In January, the borough council voted to hire a consultant (at a cost equal to most of a year’s rent on the depuration plant) and put out another RFP.

The age-old hunger for seafront property has turned many of the surrounding towns into bedroom communities and weekend getaways for wealthy Manhattanites.

Here, the story of the Baymen versus town hall goes quiet. Nobody directly involved is talking. “We’re negotiating,” says Sean Regan, the BPA’s attorney. “Councilman Doug Card has taken point on this for the borough. He’s sincere in resolving the dispute, in getting it done.”

The diggers on the dock, however, have plenty to say. The borough wants to take over the plant, they tell me. They want it razed and the property sold for condos.

All of the documentation from the borough council, limited though it might be, demonstrates an intention for the plant to continue as a depuration facility run by a certified operator. The fear of developers, however, has a lot to do with proximity: To the back of working-class Highlands rises the town of Monmouth Hills, where the median income climbs by 50 percent, and Rumson—Springsteen’s home—one of the wealthiest towns in the state. Across the water, a 45-minute ferry ride away, the spires of New York City take shape in the haze.

The vise grip of the NYC real estate market and the age-old hunger for seafront property have turned many of the surrounding towns into bedroom communities and weekend getaways for wealthy Manhattanites. So while the Baymen’s conspiracy theories may be premature, they sound a well-founded lament for the future of their hometowns.

Clams on pallet at J. T. White shellfish plant

Thomas Fox Parry

Meanwhile, clamming continues, but at a diminished rate.

“Prior to Sandy, we were producing 25 or 26 million clams per year,” Ed Eisman says. “Now we’re producing 15 to 16 million clams per year.”

One reason is money. In 30 years, clam prices have hardly budged. Accounting for inflation, they’ve dropped.

Eisman breaks it down: In 1982, he says, littlenecks on the dock went for an average of 14 cents apiece. Three years ago they were still only 18 cents. In the past two years, they’ve reached 25 cents. But that bump is a blip, a result of QPX—quahog parasite unknown—a bug hitting clam farms. The growth of clam farms could be keeping prices low, Eisman says. There are too many clams for a demand that lags, given contamination scares and a general cultural drift away from traditional shellfish.

Meanwhile, commercial clamming costs have risen.

Listing -
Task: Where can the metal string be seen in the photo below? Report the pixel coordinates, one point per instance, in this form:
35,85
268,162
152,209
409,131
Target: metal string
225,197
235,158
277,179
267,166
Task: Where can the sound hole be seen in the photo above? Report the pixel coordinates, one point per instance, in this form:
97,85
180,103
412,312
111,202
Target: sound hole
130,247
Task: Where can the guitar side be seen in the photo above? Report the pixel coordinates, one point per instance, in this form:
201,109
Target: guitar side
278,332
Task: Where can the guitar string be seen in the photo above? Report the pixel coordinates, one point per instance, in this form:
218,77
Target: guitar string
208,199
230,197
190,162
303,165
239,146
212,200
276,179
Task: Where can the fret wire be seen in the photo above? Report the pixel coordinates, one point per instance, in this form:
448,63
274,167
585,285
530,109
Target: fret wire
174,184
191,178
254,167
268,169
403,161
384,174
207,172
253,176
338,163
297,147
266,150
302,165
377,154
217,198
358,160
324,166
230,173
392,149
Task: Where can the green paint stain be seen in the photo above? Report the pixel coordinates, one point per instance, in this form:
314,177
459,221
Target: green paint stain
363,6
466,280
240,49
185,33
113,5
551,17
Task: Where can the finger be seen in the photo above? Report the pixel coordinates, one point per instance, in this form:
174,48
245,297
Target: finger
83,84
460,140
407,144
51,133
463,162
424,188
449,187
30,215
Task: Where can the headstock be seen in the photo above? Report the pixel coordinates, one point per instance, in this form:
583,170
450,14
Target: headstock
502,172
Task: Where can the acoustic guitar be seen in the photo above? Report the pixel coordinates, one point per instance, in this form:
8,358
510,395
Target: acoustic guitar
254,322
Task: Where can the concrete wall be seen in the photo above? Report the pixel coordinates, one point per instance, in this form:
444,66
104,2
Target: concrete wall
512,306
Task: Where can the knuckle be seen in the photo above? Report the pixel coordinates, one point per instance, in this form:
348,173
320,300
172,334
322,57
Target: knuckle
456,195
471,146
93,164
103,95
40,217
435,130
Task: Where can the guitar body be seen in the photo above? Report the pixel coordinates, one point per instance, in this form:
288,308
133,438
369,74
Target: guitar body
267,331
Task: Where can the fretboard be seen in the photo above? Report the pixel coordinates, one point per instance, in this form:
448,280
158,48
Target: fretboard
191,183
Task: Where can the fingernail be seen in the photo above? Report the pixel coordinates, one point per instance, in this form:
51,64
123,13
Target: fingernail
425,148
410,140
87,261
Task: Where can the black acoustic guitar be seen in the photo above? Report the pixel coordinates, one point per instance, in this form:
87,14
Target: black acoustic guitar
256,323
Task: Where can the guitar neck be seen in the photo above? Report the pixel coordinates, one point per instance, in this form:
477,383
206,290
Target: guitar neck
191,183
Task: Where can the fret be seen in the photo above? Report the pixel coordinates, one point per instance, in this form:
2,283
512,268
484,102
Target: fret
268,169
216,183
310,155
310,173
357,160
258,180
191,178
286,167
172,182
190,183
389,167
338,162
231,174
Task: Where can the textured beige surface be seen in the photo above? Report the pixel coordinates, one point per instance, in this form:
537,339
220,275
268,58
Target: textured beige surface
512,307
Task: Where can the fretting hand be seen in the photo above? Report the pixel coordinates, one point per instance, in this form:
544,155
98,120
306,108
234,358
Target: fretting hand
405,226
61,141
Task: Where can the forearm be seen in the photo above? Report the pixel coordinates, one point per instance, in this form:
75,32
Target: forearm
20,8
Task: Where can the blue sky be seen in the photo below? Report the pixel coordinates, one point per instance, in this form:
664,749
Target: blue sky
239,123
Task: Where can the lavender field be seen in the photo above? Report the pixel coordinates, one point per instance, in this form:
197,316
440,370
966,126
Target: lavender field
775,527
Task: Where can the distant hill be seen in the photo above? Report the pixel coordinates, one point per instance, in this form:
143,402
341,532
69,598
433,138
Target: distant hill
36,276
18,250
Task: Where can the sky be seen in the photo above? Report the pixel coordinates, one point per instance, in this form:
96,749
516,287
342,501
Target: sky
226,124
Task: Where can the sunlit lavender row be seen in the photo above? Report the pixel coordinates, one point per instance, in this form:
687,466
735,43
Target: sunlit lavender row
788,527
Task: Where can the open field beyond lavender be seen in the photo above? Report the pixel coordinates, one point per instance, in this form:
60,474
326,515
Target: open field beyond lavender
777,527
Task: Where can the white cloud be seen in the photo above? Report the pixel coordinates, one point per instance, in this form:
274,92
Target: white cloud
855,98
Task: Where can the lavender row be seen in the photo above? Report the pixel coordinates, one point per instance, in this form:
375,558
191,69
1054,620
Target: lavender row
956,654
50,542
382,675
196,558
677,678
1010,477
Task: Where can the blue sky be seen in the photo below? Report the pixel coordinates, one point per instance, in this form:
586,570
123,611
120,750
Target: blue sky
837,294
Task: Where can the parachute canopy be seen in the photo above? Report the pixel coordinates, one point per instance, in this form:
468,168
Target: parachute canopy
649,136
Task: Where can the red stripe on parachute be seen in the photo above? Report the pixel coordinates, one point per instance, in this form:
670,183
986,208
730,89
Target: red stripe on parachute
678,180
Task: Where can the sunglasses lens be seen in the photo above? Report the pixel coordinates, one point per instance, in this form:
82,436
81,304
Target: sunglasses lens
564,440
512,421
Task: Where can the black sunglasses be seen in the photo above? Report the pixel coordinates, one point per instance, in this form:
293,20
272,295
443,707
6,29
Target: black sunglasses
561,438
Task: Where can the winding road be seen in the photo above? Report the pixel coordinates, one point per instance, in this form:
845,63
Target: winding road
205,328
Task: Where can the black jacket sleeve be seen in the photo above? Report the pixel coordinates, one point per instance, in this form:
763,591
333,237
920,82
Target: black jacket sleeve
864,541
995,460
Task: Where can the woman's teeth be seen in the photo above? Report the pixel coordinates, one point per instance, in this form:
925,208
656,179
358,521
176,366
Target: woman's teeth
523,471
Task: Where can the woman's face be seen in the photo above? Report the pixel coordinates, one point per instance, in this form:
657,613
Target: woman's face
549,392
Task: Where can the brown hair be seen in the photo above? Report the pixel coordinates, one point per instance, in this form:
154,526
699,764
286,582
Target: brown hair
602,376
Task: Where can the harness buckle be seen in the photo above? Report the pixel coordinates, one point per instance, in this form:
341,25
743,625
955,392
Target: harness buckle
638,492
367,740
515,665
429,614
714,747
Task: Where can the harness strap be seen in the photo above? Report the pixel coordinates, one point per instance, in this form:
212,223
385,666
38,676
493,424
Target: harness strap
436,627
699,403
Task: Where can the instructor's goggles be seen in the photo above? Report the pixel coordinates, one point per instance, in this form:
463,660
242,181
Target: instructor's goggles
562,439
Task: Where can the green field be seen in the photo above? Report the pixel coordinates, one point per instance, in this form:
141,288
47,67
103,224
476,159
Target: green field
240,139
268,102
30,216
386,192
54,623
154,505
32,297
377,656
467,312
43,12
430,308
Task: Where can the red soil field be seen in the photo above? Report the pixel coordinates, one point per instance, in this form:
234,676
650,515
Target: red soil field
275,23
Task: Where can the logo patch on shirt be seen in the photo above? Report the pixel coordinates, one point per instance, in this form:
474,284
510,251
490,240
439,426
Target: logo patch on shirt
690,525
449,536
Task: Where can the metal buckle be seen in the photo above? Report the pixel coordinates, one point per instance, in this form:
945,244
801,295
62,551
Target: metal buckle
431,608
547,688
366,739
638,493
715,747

Set exercise -
Reproduce the part of the excerpt on the Baymen and the clam trade that opens with the words "Clams on pallet" and closes with "from traditional shellfish.", substituting "cherrystones" for "littlenecks".

Solution for this task -
Clams on pallet at J. T. White shellfish plant

Thomas Fox Parry

Meanwhile, clamming continues, but at a diminished rate.

“Prior to Sandy, we were producing 25 or 26 million clams per year,” Ed Eisman says. “Now we’re producing 15 to 16 million clams per year.”

One reason is money. In 30 years, clam prices have hardly budged. Accounting for inflation, they’ve dropped.

Eisman breaks it down: In 1982, he says, cherrystones on the dock went for an average of 14 cents apiece. Three years ago they were still only 18 cents. In the past two years, they’ve reached 25 cents. But that bump is a blip, a result of QPX—quahog parasite unknown—a bug hitting clam farms. The growth of clam farms could be keeping prices low, Eisman says. There are too many clams for a demand that lags, given contamination scares and a general cultural drift away from traditional shellfish.